Définition du mésothéliome péritonéal
Le mésothéliome péritonéal est une tumeur rare et agressive qui se développe à partir des cellules mésothéliales des séreuses péritonéales. Cette maladie se caractérise par un envahissement diffus au niveau des surfaces péritonéales et évolue principalement à un niveau local, c’est-à-dire au sein de cette cavité péritonéale. Les atteintes ganglionnaires et métastatiques, de mauvais pronostic, restent très rares.
L’exposition à l’amiante représenterait un facteur étiologique significatif du mésothéliome péritonéal mais son implication serait toutefois largement moins importante que celle observée pour le mésothéliome pleural (Boffetta 2007) (Wagner 1971).
L’érionite ou le mica ont aussi été incriminées dans la tumorogénèse du mésothéliome malin du péritoine (Chahinian 1982, Roushdy-Hammady 2001). Des études ont rapporté la séquence du papovavirus SV40 dans des échantillons de mésothéliome pleural et pour certains, le virus SV40 aurait un rôle de co-carcinogène associé à l’amiante. Toutefois, les données sont peu nombreuses pour le mésothéliome malin du péritoine (Shivapurkar 2000). Enfin, le rôle étiologique possible de la péritonite chronique ou de la radiothérapie abdominale a également été rapporté par quelques travaux (Peterson 1984, Riddell 1981).

Consignes de l'exercice:
**A.** Recopiez fidèlement le passage du texte sur le mésothéliome péritonéal qui commence à « Définition du mésothéliome » et se termine à « restent très rares. ».
**B.** Rédigez la suite du texte sur le mésothéliome péritonéal, à partir de sa dernière phrase.

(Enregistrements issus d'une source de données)

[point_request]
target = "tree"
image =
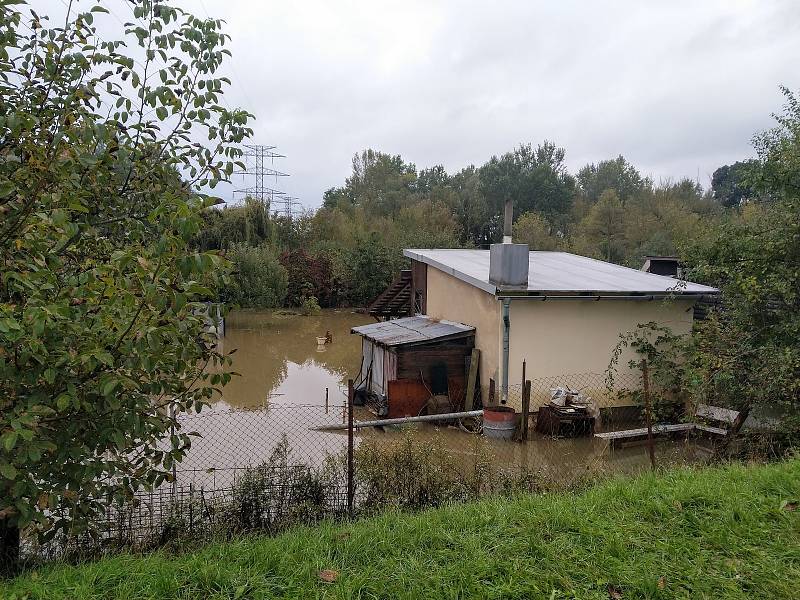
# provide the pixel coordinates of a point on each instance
(603, 228)
(101, 297)
(258, 279)
(370, 269)
(533, 229)
(747, 353)
(730, 183)
(617, 174)
(534, 179)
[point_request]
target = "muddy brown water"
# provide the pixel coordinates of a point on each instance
(280, 391)
(280, 363)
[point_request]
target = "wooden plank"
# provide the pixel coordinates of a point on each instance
(642, 431)
(717, 413)
(712, 430)
(472, 378)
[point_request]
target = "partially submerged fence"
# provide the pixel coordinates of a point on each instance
(267, 468)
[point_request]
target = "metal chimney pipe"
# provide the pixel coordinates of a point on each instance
(508, 221)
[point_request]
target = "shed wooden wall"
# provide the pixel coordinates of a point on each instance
(422, 359)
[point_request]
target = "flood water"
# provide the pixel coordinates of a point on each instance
(280, 394)
(280, 363)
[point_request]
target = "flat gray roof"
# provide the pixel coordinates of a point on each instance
(412, 330)
(559, 273)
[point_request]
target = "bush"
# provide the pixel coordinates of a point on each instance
(310, 307)
(258, 279)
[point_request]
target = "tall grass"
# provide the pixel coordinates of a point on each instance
(722, 532)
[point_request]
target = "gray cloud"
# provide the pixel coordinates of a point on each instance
(677, 87)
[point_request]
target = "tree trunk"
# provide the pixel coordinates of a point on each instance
(9, 548)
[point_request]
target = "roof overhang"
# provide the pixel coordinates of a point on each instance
(584, 270)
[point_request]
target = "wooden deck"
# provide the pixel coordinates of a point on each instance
(659, 430)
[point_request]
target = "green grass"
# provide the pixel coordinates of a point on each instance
(707, 533)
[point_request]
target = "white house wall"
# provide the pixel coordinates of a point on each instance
(576, 337)
(454, 300)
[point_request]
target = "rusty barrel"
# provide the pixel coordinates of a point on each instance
(499, 422)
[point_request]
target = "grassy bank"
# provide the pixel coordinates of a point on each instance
(731, 532)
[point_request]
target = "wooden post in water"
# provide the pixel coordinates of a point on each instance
(526, 409)
(526, 404)
(350, 466)
(648, 414)
(469, 400)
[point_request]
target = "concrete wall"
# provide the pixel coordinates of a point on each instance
(453, 300)
(566, 337)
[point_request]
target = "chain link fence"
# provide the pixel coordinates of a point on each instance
(267, 468)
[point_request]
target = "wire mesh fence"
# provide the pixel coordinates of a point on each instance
(267, 468)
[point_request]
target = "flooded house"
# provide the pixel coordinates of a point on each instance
(560, 312)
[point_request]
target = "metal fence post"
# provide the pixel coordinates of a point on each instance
(525, 408)
(350, 489)
(173, 416)
(648, 414)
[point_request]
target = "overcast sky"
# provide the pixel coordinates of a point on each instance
(678, 87)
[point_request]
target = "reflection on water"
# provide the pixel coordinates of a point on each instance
(280, 362)
(283, 370)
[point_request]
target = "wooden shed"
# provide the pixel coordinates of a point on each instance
(404, 362)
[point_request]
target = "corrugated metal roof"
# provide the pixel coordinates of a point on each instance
(559, 273)
(412, 330)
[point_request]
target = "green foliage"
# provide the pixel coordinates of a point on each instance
(729, 183)
(726, 532)
(533, 229)
(662, 358)
(101, 295)
(617, 175)
(258, 279)
(370, 269)
(749, 351)
(310, 307)
(534, 179)
(602, 231)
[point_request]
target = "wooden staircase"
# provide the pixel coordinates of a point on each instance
(395, 300)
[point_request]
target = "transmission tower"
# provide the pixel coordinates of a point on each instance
(287, 205)
(259, 162)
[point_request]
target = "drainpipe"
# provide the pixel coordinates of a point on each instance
(506, 332)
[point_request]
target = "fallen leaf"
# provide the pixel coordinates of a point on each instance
(328, 575)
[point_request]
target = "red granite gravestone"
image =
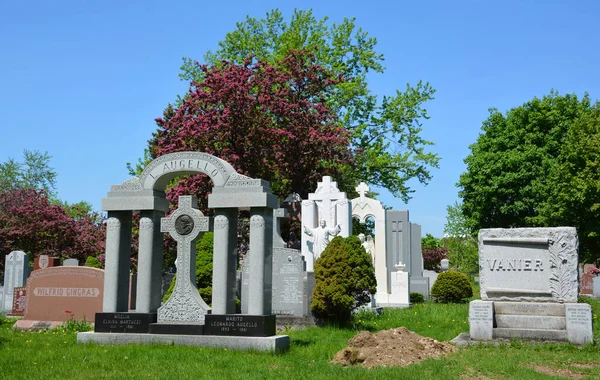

Liste des réponses:
**A.**
Définition du mésothéliome péritonéal
Le mésothéliome péritonéal est une tumeur rare et agressive qui se développe à partir des cellules mésothéliales des séreuses péritonéales. Cette maladie se caractérise par un envahissement diffus au niveau des surfaces péritonéales et évolue principalement à un niveau local, c’est-à-dire au sein de cette cavité péritonéale. Les atteintes ganglionnaires et métastatiques, de mauvais pronostic, restent très rares.

**B.**
Incidence du mésothéliome péritonéal
L’incidence du mésothéliome péritonéal est estimée aujourd’hui entre 0,5 et 3 cas/an/1 000 000 d’habitants (Boffetta 2007, Kim 2017). Le mésothéliome malin du péritoine ne représente que 10 à 30% de tous les cas de mésothéliomes malins (Boffetta 2007, Hassan 2005). L’âge moyen de survenue du mésothéliome péritonéal varie de 47 à 60,5 ans. Dans la majorité des séries rapportées, le mésothéliome péritonéal affecte plus fréquemment les hommes (Chua 2009, Feldman 2003, Loggie 2001, Markman 1992, Neumann 1999).
Présentation clinique du mésothéliome péritonéal
Les circonstances de découverte mésothéliome péritonéal sont principalement, l’augmentation du volume de l’abdomen ainsi que, des douleurs abdominales aspécifiques. L’apparition d’une hernie symptomatique est également rapportée dans 10% des cas.
Le mésothéliome péritonéal se présente sous la forme de multiples nodules isolés ou confluents, qui forment ainsi des masses sous forme de plaques, blanchâtres, hétérogènes, d’aspects solide, kystique ou mucoïde. Le mésothéliome péritonéal peut s’étendre à toute la surface du péritoine et même infiltrer les viscères, en particulier la paroi intestinale et le grand épiploon.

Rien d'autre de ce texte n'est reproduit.